Septapack der Transzendenz

Eintrag No. 486 — Derzeit stöbere ich in Peter Sloterdijks neuestem Buch »Gottes Eifer. Vom Kampf der drei Monotheismen«. Sloterdijks Bücher lese ich sehr gerne, denn abgesehen von den Stellen, wo er mir mit Fremdworten, die ich in keinem meiner heimischen Wörtbuch finde, vor’s Hirn haut, bereiten die mir einfach Spaß. Da ich in meinem Alltag umgeben bin von lauter Menschen, die seufzend den Kopf schütteln, wenn ich Sloterdijk erwähne, muss ich mein Blog als Überlaufventil nutzen und ein bischen Begeisterung ablassen. Vorsicht, denn was ich hier nun folgt, ist ein Remix vermengt mit eigenen Gedanken, keine Rezension.
════
-- KURZE ÜBUNG 1 --
Schreibe die Datenzeilen erneut ab und ersetze darin „Point out“ durch „Locate“, ohne sonst etwas zu ändern. Beginne bei der Zeile mit „Q: Point out each instance of the white window“ und höre mit der letzten Datenzeile auf.

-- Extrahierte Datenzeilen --
════
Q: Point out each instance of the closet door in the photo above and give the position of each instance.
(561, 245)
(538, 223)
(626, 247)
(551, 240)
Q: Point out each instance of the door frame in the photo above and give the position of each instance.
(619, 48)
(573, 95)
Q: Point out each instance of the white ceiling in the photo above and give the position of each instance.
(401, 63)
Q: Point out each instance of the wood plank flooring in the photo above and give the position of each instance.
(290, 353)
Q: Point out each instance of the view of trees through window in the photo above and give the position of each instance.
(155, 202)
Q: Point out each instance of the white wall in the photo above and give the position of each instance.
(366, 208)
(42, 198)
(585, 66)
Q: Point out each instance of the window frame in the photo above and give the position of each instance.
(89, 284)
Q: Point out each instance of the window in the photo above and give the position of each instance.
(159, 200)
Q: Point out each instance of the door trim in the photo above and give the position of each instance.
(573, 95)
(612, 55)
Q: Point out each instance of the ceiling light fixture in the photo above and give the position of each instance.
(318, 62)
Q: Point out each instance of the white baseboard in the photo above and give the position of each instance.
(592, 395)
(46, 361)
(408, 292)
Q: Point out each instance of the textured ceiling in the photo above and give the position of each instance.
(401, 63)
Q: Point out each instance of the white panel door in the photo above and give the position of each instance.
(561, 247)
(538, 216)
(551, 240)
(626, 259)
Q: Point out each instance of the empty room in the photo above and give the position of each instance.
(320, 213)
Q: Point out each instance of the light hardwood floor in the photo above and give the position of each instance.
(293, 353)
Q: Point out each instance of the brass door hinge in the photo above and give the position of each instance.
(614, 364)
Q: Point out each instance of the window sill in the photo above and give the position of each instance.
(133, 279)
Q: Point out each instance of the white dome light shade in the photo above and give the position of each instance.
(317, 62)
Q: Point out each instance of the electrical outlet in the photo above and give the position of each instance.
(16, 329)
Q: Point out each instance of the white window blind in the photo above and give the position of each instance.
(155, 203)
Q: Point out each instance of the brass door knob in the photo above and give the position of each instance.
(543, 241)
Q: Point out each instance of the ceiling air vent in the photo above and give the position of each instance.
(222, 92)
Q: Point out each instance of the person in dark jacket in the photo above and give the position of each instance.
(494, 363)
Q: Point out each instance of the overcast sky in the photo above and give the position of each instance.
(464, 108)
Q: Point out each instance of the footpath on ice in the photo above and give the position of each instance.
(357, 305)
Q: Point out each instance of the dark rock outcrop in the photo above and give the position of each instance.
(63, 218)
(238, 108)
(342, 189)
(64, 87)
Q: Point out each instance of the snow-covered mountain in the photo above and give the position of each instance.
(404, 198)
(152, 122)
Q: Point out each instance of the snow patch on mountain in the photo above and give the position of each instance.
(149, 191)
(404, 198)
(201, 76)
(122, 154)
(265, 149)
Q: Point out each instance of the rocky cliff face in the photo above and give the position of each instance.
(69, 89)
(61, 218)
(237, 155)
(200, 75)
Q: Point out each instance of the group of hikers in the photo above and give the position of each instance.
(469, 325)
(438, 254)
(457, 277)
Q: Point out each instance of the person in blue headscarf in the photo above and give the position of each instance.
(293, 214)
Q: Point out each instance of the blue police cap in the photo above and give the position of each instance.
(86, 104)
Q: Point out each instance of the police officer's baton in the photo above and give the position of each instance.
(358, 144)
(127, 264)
════
-- KURZE ÜBUNG 2 --
Schreibe den Blogeintrag über Sloterdijks Buch „Gottes Eifer“ weiter, und zwar im Anschluss an seinen letzten Satz.

-- LÖSUNG DER ÜBUNG 1 --
Q: Locate each instance of the white window blind in the photo above and give the position of each instance.
(155, 203)
Q: Locate each instance of the brass door knob in the photo above and give the position of each instance.
(543, 241)
Q: Locate each instance of the ceiling air vent in the photo above and give the position of each instance.
(222, 92)
Q: Locate each instance of the person in dark jacket in the photo above and give the position of each instance.
(494, 363)
Q: Locate each instance of the overcast sky in the photo above and give the position of each instance.
(464, 108)
Q: Locate each instance of the footpath on ice in the photo above and give the position of each instance.
(357, 305)
Q: Locate each instance of the dark rock outcrop in the photo above and give the position of each instance.
(63, 218)
(238, 108)
(342, 189)
(64, 87)
Q: Locate each instance of the snow-covered mountain in the photo above and give the position of each instance.
(404, 198)
(152, 122)
Q: Locate each instance of the snow patch on mountain in the photo above and give the position of each instance.
(149, 191)
(404, 198)
(201, 76)
(122, 154)
(265, 149)
Q: Locate each instance of the rocky cliff face in the photo above and give the position of each instance.
(69, 89)
(61, 218)
(237, 155)
(200, 75)
Q: Locate each instance of the group of hikers in the photo above and give the position of each instance.
(469, 325)
(438, 254)
(457, 277)
Q: Locate each instance of the person in blue headscarf in the photo above and give the position of each instance.
(293, 214)
Q: Locate each instance of the blue police cap in the photo above and give the position of each instance.
(86, 104)
Q: Locate each instance of the police officer's baton in the photo above and give the position of each instance.
(358, 144)
(127, 264)

-- LÖSUNG DER ÜBUNG 2 --
Dabei reicht es mir schon, nur über’s erste Kapitel von »Gottes Eifer« zu faseln. Das dreht sich um die Prämissen (›das Vorausgeschickte‹) des Buches, worum es so geht, was man als Leser beachten sollte, um sich nicht das Gemüt zu stossen. Richtig gehend fetzig fand ich dort eine Unterteilung der Phänomene, die mit dem Transzendenten, dem Heiligen zu tun haben.

Da gibt’s zuerst mal vier Phänomene, die sich mittlerweile ohne große Umstände auf weltliche Art und Weise beschreiben lassen, und wo also (sag ich jetzt mal) heiliges und sakrales Getue vielleicht eine nette Folklore darstellt, aber mehr auch nicht. Sloterdijk beschreibt entsprechend diese Transzendenz-Phänomene als ›Verkennungen‹.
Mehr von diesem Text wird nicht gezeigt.